Format the entries from the line with "task: segment the stone staircase" up to and including the line with "M 1080 694 L" as a two-column CSV with the header task,result. Give one row per entry, with the task text and the result each in a single quoted field and any line breaks turned into spaces.

## Input records:

##############################

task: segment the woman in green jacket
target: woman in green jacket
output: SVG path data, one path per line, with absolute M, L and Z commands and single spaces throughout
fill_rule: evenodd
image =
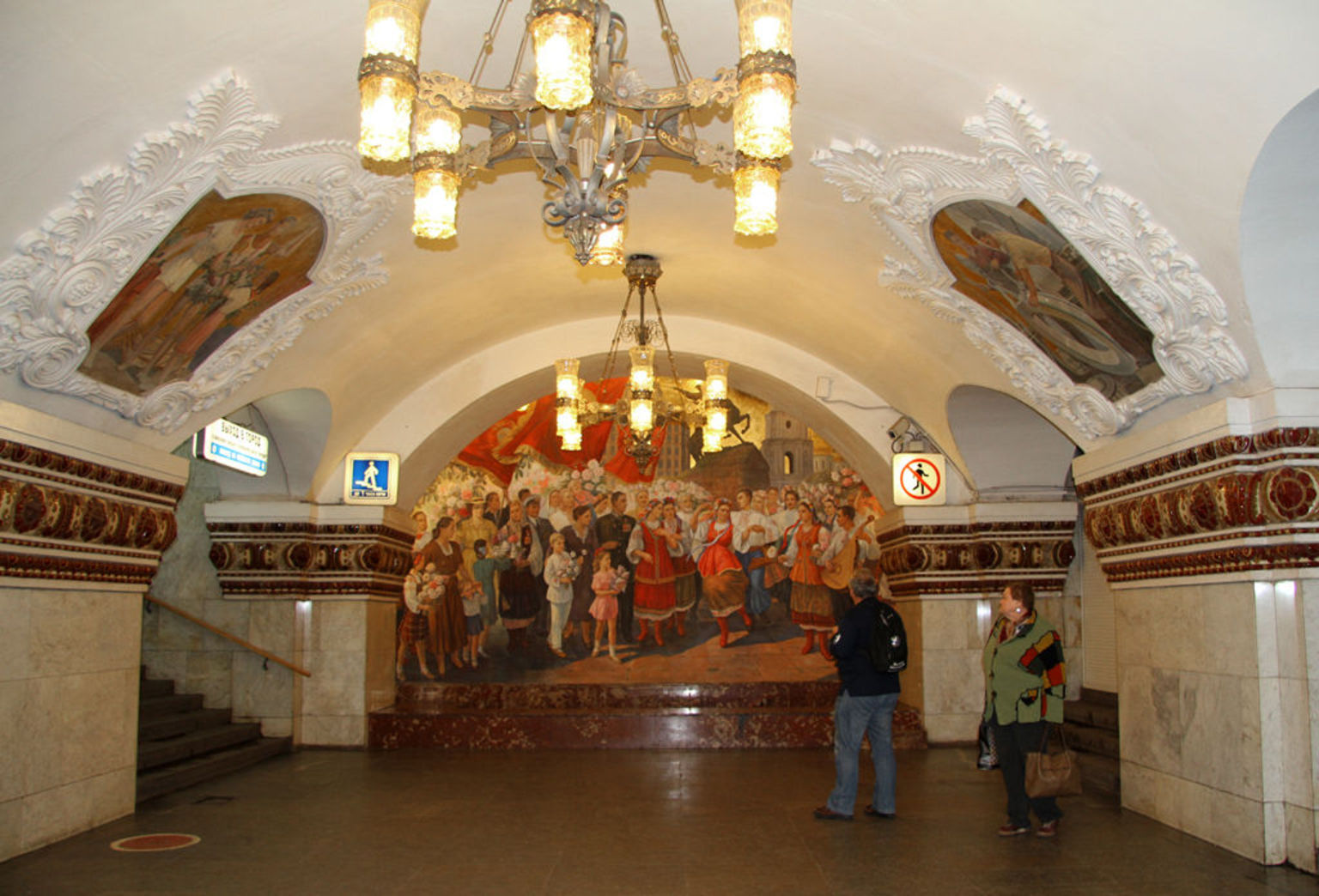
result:
M 1008 788 L 1008 822 L 998 835 L 1029 834 L 1034 812 L 1039 818 L 1035 835 L 1053 837 L 1063 813 L 1051 796 L 1026 796 L 1026 754 L 1039 752 L 1049 723 L 1063 721 L 1067 673 L 1062 639 L 1035 613 L 1030 585 L 1008 585 L 1002 590 L 998 619 L 985 642 L 984 671 L 984 718 L 992 726 Z

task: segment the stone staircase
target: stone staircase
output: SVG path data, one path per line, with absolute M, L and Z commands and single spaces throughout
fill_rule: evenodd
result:
M 262 738 L 256 722 L 233 722 L 228 709 L 204 709 L 202 694 L 177 694 L 174 683 L 138 684 L 137 801 L 171 793 L 289 752 L 293 738 Z
M 718 750 L 826 747 L 836 681 L 400 685 L 371 714 L 372 750 Z M 898 705 L 893 746 L 926 746 Z
M 1080 694 L 1080 700 L 1067 701 L 1063 715 L 1067 746 L 1080 758 L 1082 780 L 1087 789 L 1120 793 L 1117 694 L 1089 688 L 1082 688 Z

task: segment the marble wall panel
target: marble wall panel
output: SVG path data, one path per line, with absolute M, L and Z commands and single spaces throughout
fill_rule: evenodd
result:
M 1146 665 L 1119 667 L 1119 730 L 1124 760 L 1165 773 L 1182 767 L 1181 676 Z M 1126 789 L 1125 771 L 1122 789 Z
M 1319 872 L 1319 867 L 1316 867 L 1319 856 L 1315 855 L 1315 846 L 1319 846 L 1319 838 L 1315 835 L 1319 831 L 1319 812 L 1290 802 L 1285 810 L 1287 859 L 1302 871 Z
M 1183 672 L 1181 688 L 1183 777 L 1227 793 L 1264 800 L 1260 683 L 1229 675 Z
M 28 602 L 29 668 L 34 676 L 137 665 L 141 594 L 34 592 Z
M 980 713 L 926 713 L 926 738 L 931 744 L 938 743 L 975 743 L 976 731 L 980 730 Z
M 313 651 L 360 651 L 367 643 L 363 601 L 317 601 L 311 605 Z
M 364 747 L 367 717 L 303 715 L 301 742 L 323 747 Z
M 394 702 L 394 605 L 367 603 L 367 712 Z
M 902 702 L 925 713 L 925 606 L 922 601 L 898 603 L 907 632 L 907 668 L 902 672 Z
M 32 675 L 29 663 L 28 605 L 30 594 L 0 589 L 0 681 L 17 681 Z
M 232 706 L 233 654 L 227 650 L 190 651 L 179 693 L 202 694 L 207 708 Z
M 311 677 L 302 683 L 305 715 L 364 715 L 367 656 L 357 651 L 309 651 Z
M 223 597 L 206 601 L 202 618 L 220 631 L 227 631 L 237 638 L 247 639 L 249 603 L 247 601 L 227 601 Z M 191 625 L 191 623 L 190 623 Z M 198 626 L 200 629 L 200 626 Z M 202 650 L 206 651 L 232 651 L 245 650 L 235 644 L 228 638 L 206 631 L 202 636 Z
M 976 614 L 977 601 L 925 601 L 921 623 L 930 650 L 976 650 L 984 646 Z M 904 623 L 906 617 L 904 617 Z
M 235 718 L 291 718 L 294 672 L 252 651 L 233 654 Z
M 4 719 L 0 723 L 0 802 L 24 793 L 20 719 L 26 689 L 26 681 L 0 681 L 0 719 Z
M 984 709 L 984 672 L 979 650 L 925 652 L 925 712 L 979 713 Z
M 253 601 L 248 605 L 247 639 L 276 656 L 289 659 L 294 650 L 294 601 Z
M 22 850 L 22 800 L 0 801 L 0 862 Z

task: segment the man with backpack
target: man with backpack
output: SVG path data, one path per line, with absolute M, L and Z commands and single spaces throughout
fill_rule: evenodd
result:
M 815 810 L 823 821 L 852 821 L 856 805 L 861 738 L 869 734 L 874 760 L 874 795 L 865 806 L 871 818 L 893 818 L 897 763 L 893 758 L 893 710 L 898 705 L 898 672 L 906 668 L 906 631 L 890 605 L 880 602 L 880 582 L 859 569 L 849 584 L 852 609 L 830 640 L 842 680 L 834 702 L 834 791 Z

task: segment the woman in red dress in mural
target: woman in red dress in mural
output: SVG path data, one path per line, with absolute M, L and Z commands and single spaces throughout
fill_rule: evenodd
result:
M 673 615 L 677 590 L 673 561 L 669 557 L 667 531 L 663 528 L 663 506 L 652 501 L 641 524 L 628 539 L 628 559 L 633 564 L 633 611 L 641 621 L 637 646 L 645 643 L 650 623 L 656 627 L 656 644 L 663 647 L 663 623 Z
M 793 581 L 793 622 L 806 631 L 802 652 L 811 652 L 819 632 L 820 654 L 830 659 L 826 639 L 834 630 L 834 605 L 828 585 L 820 576 L 824 569 L 820 555 L 828 547 L 830 530 L 815 522 L 815 510 L 805 501 L 797 505 L 797 517 L 799 526 L 783 559 L 790 568 L 787 577 Z
M 719 623 L 720 647 L 728 647 L 728 617 L 733 613 L 741 614 L 747 630 L 751 631 L 751 614 L 747 613 L 747 573 L 743 572 L 732 544 L 732 505 L 727 498 L 720 498 L 715 505 L 714 519 L 706 518 L 699 523 L 696 543 L 692 547 L 706 606 Z
M 463 647 L 467 644 L 467 617 L 463 615 L 463 589 L 472 584 L 463 567 L 463 546 L 455 535 L 452 517 L 441 517 L 435 523 L 435 538 L 421 549 L 418 565 L 426 569 L 435 564 L 434 574 L 441 580 L 435 605 L 430 611 L 430 642 L 445 675 L 445 656 L 454 668 L 463 668 Z

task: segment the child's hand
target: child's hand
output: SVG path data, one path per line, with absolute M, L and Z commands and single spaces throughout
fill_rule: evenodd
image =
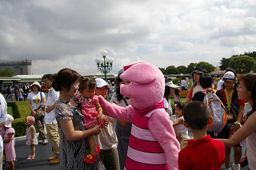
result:
M 110 122 L 109 119 L 106 117 L 104 117 L 103 120 L 104 120 L 104 126 L 107 126 Z
M 98 114 L 98 115 L 97 116 L 97 119 L 98 119 L 98 125 L 102 125 L 102 117 L 103 117 L 102 114 Z
M 91 130 L 92 135 L 98 135 L 101 132 L 101 128 L 99 125 L 95 125 L 90 128 Z

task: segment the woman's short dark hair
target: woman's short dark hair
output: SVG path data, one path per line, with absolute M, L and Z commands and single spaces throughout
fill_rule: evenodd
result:
M 202 89 L 210 88 L 213 84 L 213 78 L 211 76 L 205 74 L 200 77 L 200 85 Z
M 51 73 L 47 73 L 47 74 L 45 74 L 43 75 L 43 77 L 42 77 L 42 80 L 45 79 L 45 78 L 47 78 L 49 80 L 51 80 L 53 77 L 53 74 Z
M 78 72 L 65 68 L 53 75 L 52 87 L 56 91 L 61 91 L 62 88 L 67 88 L 67 90 L 70 90 L 71 85 L 79 81 L 81 75 Z

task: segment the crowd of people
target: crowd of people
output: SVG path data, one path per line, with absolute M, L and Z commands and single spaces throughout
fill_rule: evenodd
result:
M 122 89 L 124 86 L 134 87 L 140 82 L 136 78 L 126 78 L 124 73 L 126 69 L 118 72 L 114 88 L 103 79 L 84 78 L 70 69 L 62 69 L 56 74 L 44 75 L 42 81 L 47 89 L 46 93 L 42 92 L 42 85 L 38 81 L 30 86 L 26 84 L 22 90 L 18 88 L 18 82 L 14 87 L 10 85 L 6 98 L 26 99 L 31 110 L 31 115 L 26 117 L 26 145 L 30 148 L 28 161 L 36 159 L 35 145 L 46 144 L 50 141 L 53 156 L 48 158 L 49 164 L 58 164 L 60 169 L 130 169 L 130 164 L 136 164 L 137 169 L 144 169 L 145 167 L 148 169 L 220 169 L 223 164 L 226 169 L 231 169 L 230 149 L 233 147 L 232 168 L 237 170 L 240 169 L 242 141 L 246 140 L 249 168 L 256 169 L 256 128 L 254 125 L 256 120 L 256 74 L 249 73 L 238 78 L 234 70 L 227 69 L 220 82 L 217 83 L 216 78 L 209 76 L 204 69 L 195 68 L 190 74 L 193 80 L 190 89 L 185 77 L 178 85 L 167 80 L 162 85 L 162 103 L 153 103 L 152 109 L 140 109 L 134 107 L 137 101 L 128 94 L 133 89 L 126 91 Z M 149 82 L 147 79 L 150 78 L 141 78 L 143 85 Z M 114 93 L 109 93 L 110 89 Z M 186 90 L 188 90 L 186 98 L 181 101 L 179 93 Z M 126 93 L 128 95 L 125 96 Z M 110 93 L 110 101 L 104 101 Z M 216 99 L 219 105 L 210 105 L 209 97 Z M 174 108 L 171 103 L 172 97 Z M 2 94 L 0 99 L 0 158 L 4 151 L 6 161 L 10 169 L 14 169 L 15 130 L 11 127 L 14 118 L 7 114 L 6 100 Z M 244 111 L 246 101 L 251 106 L 248 113 Z M 134 108 L 131 109 L 130 105 Z M 222 109 L 218 108 L 222 106 Z M 167 115 L 168 120 L 160 118 L 160 116 L 152 118 L 158 120 L 155 122 L 159 124 L 165 122 L 161 127 L 166 127 L 167 132 L 162 132 L 162 134 L 154 135 L 156 132 L 153 128 L 157 125 L 150 122 L 152 116 L 146 114 L 146 111 L 162 109 L 164 109 L 166 115 L 158 114 L 163 117 Z M 218 120 L 220 116 L 216 113 L 216 109 L 221 113 L 222 119 Z M 134 118 L 128 115 L 131 110 L 135 112 L 133 113 Z M 120 115 L 117 113 L 126 114 L 128 118 L 119 119 Z M 136 116 L 137 113 L 142 115 L 139 116 L 141 118 Z M 148 117 L 149 120 L 144 120 L 143 117 Z M 142 122 L 145 126 L 142 125 Z M 216 128 L 216 122 L 222 125 Z M 38 136 L 34 125 L 39 132 Z M 215 127 L 215 130 L 210 127 Z M 192 135 L 189 135 L 190 130 Z M 137 132 L 145 136 L 136 136 Z M 166 135 L 174 136 L 174 138 L 168 138 Z M 165 142 L 162 137 L 172 141 Z M 165 153 L 168 147 L 173 152 L 166 153 L 161 157 L 163 160 L 152 155 Z M 153 152 L 143 155 L 143 149 Z M 134 153 L 145 156 L 135 156 L 137 160 L 131 160 Z M 171 159 L 168 157 L 170 154 L 174 155 Z M 153 157 L 156 160 L 152 160 Z M 153 168 L 151 164 L 146 166 L 146 164 L 141 164 L 149 160 L 162 162 L 163 166 L 154 163 Z

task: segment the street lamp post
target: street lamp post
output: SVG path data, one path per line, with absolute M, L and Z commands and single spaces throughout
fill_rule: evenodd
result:
M 106 57 L 106 51 L 102 52 L 103 58 L 96 58 L 98 70 L 105 75 L 105 81 L 106 81 L 106 73 L 112 69 L 114 58 Z

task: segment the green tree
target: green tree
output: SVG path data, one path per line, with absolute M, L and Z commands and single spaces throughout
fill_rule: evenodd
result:
M 221 70 L 226 70 L 226 68 L 230 67 L 230 60 L 231 60 L 231 58 L 222 57 L 222 59 L 221 60 L 221 62 L 220 62 L 221 65 L 219 66 Z
M 230 60 L 230 67 L 238 73 L 248 73 L 250 70 L 255 71 L 256 60 L 249 56 L 237 56 Z
M 190 64 L 189 64 L 189 65 L 187 65 L 186 73 L 190 73 L 196 66 L 197 63 L 191 62 Z
M 166 74 L 166 70 L 165 68 L 158 68 L 163 74 Z
M 178 73 L 186 73 L 186 66 L 185 65 L 179 65 L 177 67 Z
M 178 74 L 179 73 L 177 68 L 174 65 L 170 65 L 166 67 L 167 74 Z
M 3 70 L 0 70 L 0 77 L 13 77 L 15 76 L 14 71 L 11 70 L 10 68 L 6 68 Z
M 197 67 L 201 67 L 202 69 L 206 69 L 207 73 L 211 73 L 214 71 L 214 68 L 215 68 L 211 64 L 205 61 L 198 62 L 198 64 L 197 65 Z

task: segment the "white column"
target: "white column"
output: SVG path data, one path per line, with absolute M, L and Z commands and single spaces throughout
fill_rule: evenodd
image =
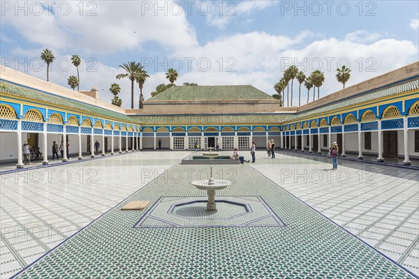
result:
M 64 127 L 63 126 L 63 129 Z M 43 160 L 42 165 L 48 165 L 48 142 L 47 142 L 47 123 L 44 122 L 44 131 L 43 131 Z
M 154 149 L 156 149 L 156 132 L 154 132 Z M 171 134 L 169 134 L 169 135 L 171 135 Z M 172 136 L 170 136 L 170 138 L 171 139 Z
M 105 150 L 105 135 L 103 134 L 105 130 L 102 130 L 102 156 L 104 156 L 106 153 L 106 151 Z
M 383 162 L 383 131 L 381 130 L 381 119 L 378 119 L 378 158 L 377 162 Z
M 22 120 L 17 119 L 17 164 L 16 165 L 16 167 L 18 169 L 22 169 L 24 166 L 22 158 L 23 158 L 23 151 L 22 150 Z
M 313 153 L 311 150 L 311 128 L 309 128 L 309 153 Z
M 321 150 L 320 149 L 320 127 L 317 128 L 317 153 L 321 154 Z
M 119 146 L 119 154 L 122 153 L 122 131 L 119 130 L 119 137 L 118 137 L 118 145 Z
M 63 162 L 67 162 L 67 140 L 66 137 L 66 126 L 63 125 L 63 159 L 61 160 Z M 69 150 L 68 150 L 69 151 Z M 68 156 L 70 157 L 70 156 Z
M 362 142 L 361 138 L 361 123 L 358 122 L 358 159 L 362 160 Z
M 90 158 L 94 158 L 94 128 L 91 128 L 91 135 L 90 135 Z
M 346 155 L 345 155 L 345 130 L 344 130 L 345 127 L 344 127 L 344 126 L 342 125 L 342 148 L 341 148 L 341 156 L 342 157 L 346 157 Z
M 79 142 L 79 160 L 83 159 L 83 155 L 82 153 L 82 134 L 80 133 L 80 128 L 79 127 L 79 134 L 78 134 L 78 142 Z
M 404 138 L 404 160 L 403 165 L 410 165 L 411 161 L 409 157 L 409 130 L 408 130 L 407 116 L 403 117 L 403 137 Z

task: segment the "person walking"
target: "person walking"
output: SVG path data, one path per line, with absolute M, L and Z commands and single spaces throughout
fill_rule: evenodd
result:
M 333 142 L 332 143 L 332 149 L 330 150 L 330 157 L 332 157 L 332 164 L 333 165 L 332 170 L 337 169 L 337 156 L 339 152 L 339 147 L 337 143 Z
M 59 144 L 59 147 L 58 148 L 58 151 L 60 151 L 61 154 L 61 159 L 64 158 L 64 144 L 63 142 Z
M 250 149 L 250 153 L 251 154 L 251 163 L 256 162 L 256 157 L 255 155 L 255 151 L 256 151 L 256 144 L 255 142 L 251 142 L 251 148 Z
M 55 142 L 52 142 L 52 160 L 55 159 L 55 155 L 57 155 L 57 159 L 58 157 L 58 144 Z
M 101 144 L 99 144 L 99 142 L 98 142 L 98 140 L 96 140 L 96 142 L 94 143 L 94 150 L 96 151 L 96 153 L 98 154 L 99 153 L 99 147 L 101 146 Z
M 270 154 L 271 154 L 270 150 L 271 150 L 271 148 L 272 148 L 271 147 L 270 140 L 267 141 L 267 158 L 270 158 Z
M 24 142 L 22 146 L 22 152 L 24 156 L 24 163 L 27 162 L 28 165 L 32 165 L 31 163 L 31 146 L 28 142 Z

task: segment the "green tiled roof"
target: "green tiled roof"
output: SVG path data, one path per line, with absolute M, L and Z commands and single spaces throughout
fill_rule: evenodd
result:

##############################

## Answer to this problem:
task,result
"task: segment the stone staircase target: stone staircase output: SVG path data, one path per line, with absolute M, L and Z commands and single spaces throughout fill_rule: evenodd result:","M 262 738 L 256 722 L 233 722 L 228 709 L 204 709 L 202 694 L 177 694 L 174 683 L 138 684 L 137 801 L 171 793 L 289 752 L 293 738 Z M 718 750 L 826 747 L 836 681 L 400 685 L 371 714 L 372 750 Z M 898 705 L 893 746 L 926 746 Z M 1080 694 L 1080 700 L 1067 701 L 1063 715 L 1067 746 L 1080 758 L 1082 780 L 1087 789 L 1120 793 L 1117 694 L 1089 688 L 1082 688 Z"